* [SET TASK 1]
Repeat the passage on love and God's plan word for word, between "We’re not our" and "for our life.", inclusive.
* [SET TASK 2]
Proceed with the passage on love, hurt and God's plan by writing what comes after its final sentence.

* [PROVIDED PASSAGE]
---------------

Nothing draws us closer to God like the hurt that comes from relationship. Love exposes the soul to human extremes, pleasures, and hurts that only love can.
 
If you’ve loved and lost — to win, had to sacrifice a relationship for your greatness, or had to surrender your will to God’s will and let someone go, you’ve had to walk in a closeness with God that does not compare to most other situations.
 
Don’t get me wrong, we don’t start out with the plan or the intent to be hurt just so that we can get closer to God.  No, emotional heart attacks push us into God’s Emergency Room — bleeding, bruised and broken.
 
One of the divine lessons that love will continue to teach us, until we learn it, is that we are not love.  Repeat, we are not love.  God is love (1 John 4:8).  When we’re loving on purpose with whom God planned for us, God is loving through us for them. The bible says it this way, “For it is God who is at work in you, both to will and to work for His good pleasure” (Philippians 2:13).
 
If, then, God is love and it is His love that is working in us and through us for His pleasure, who we emotionally pick as a mate or to date does not mean that they are a divine match. We would have to say that we were using or know the mind of God in order to convince ourselves that we know, in advance, if someone is meant for us. We don’t have that ability (Romans 11:34. 1 Corinthians 2:11).  We can only use proof, evidence based on behavior that agrees with our Savior (Luke 6:43-45).  Emotions alone are not qualified, and can be too contaminated, to be relied on as the only proof of a divine match.
 
We’re not our own, we belong to God and the supernatural blueprint for our life is not subject to our emotions — it can’t be. We have to pause when we think about the hurt that comes from who walks out or who we have to remove from our life.  Think about it: If someone who is not meant for us leaves our life, a surrendered will would pray for them and wish them well — knowing that God has put a love period where we had a love question mark.  If we cannot genuinely pray for a season and wish them well, we have not surrendered our emotions to God’s will for our life.
 
Put This In Your Spirit: If you aren’t for them, then that means they aren’t for you either. Two wrongs don’t make a God right. God’s plans for your life, and theirs, were created before you were born (Psalm 139:13, Jeremiah 1:5, Ephesians 2:10).   We either are on plan or we’re off track with everybody we meet. Whenever God steps in, it’s to keep our lives on track with His plans: “For I know what I have planned for you,’ says the LORD. ‘I have plans to prosper you, not to harm you. I have plans to give you a future filled with hope” (Jeremiah 29:11).
 
Emotions that override God’s divine plan, warnings and signs, are disobedient emotions (2 Corinthians 10:5), that are influenced by seductive evil spirits — Our emotional condition will determine the influence familiar spirits can or will have over us.  Jesus came so that we might have life and life more abundantly — only demonic forces are at war with God’s plans for our life (John 10:10).

---------------

* [STORED DATA]
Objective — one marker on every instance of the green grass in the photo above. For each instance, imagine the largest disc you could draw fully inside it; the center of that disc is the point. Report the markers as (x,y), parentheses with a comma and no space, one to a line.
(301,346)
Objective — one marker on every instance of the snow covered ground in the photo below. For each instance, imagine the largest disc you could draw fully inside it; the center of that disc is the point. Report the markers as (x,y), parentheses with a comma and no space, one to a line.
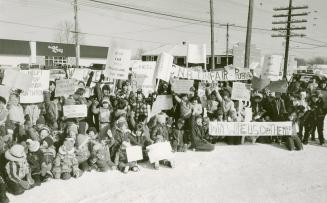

---------------

* [EXERCISE RESULT 1]
We’re not our own, we belong to God and the supernatural blueprint for our life is not subject to our emotions — it can’t be. We have to pause when we think about the hurt that comes from who walks out or who we have to remove from our life.  Think about it: If someone who is not meant for us leaves our life, a surrendered will would pray for them and wish them well — knowing that God has put a love period where we had a love question mark.  If we cannot genuinely pray for a season and wish them well, we have not surrendered our emotions to God’s will for our life.

* [EXERCISE RESULT 2]
Consider This: Trees shed leaves when it’s time to change seasons — for self-preservation. In other words, even the tree will shed leaves in order to save its life. But know this, when the tree sheds a leaf, not one leaf that falls to the ground kills the tree.
 
Walking in divine truth leads emotions.  It’s a position worked-for, hard-fought for that usually requires retraining our emotions to acknowledge, submit and abide in the will of God.  This is not hardly natural, in fact it is impossible without an intimate relationship with Jesus (John 15:5).
 
Fighting back thoughts and emotions that come from the enemy takes work.  In fact, without abiding in an intimate relationship with Jesus, the work will wear us out (James 4:7) — Especially when the emotions we’re trying to fight are emotions that want what we don’t need. 
 
You don’t have to fake it.  Unless you have an iron brain, it takes a minute to submit to God’s will — every new test requires a new level of submission.  But what we have to remember, consider for our own sake, is this: Emotions that can tell God what to do or tell you to do anything that harms you or your destiny, are influenced by the enemy – no matter how good they feel (2 Corinthians 10:3-4).
 
Break up with fear and emotions that tell you to harm yourself.  Break it off!  Cry if you have to, crawl if you have to and even if you stumble on your way out, submit to God’s will for your life.  When we’re not walking in our divine truth, every season will look like a lifetime and if we’re not careful, long and wrong seasons can become unhealthy soul ties.  
 
When we won’t or can’t do what God’s love requires us to do — learn from the past and step aside, the Holy Spirit will protect us in our weakness by interceding on our behalf (Romans 8:26) —  even when we don’t want to be protected.  When someone is not for us, right for us or not ready for us, God steps in.  It might look like a breakup but if God stepped in, it’s a divine shakeup.  God lets wrong things fall apart so that He can make right things fall together.
 
Put This In Your Spirit: Haven’t you noticed that when you lie to yourself about how you’re being treated by someone, the truth drives you crazy?  No matter what we tell ourselves to try to make wrong right, the truth won’t allow us to be at peace with emotions that break our heart.
 
When people leave your life or have to be removed, it is confirmation that their season is over — not your life.  When you love you with the love of Christ, you don’t ever have to be with somebody to be somebody — happy, healthy and powerful.  The evidence of our surrender to God’s will is in how we respond, react and ultimately recover from a God intervention.   
 
When you know what you bring to the table, you’re not afraid to eat alone.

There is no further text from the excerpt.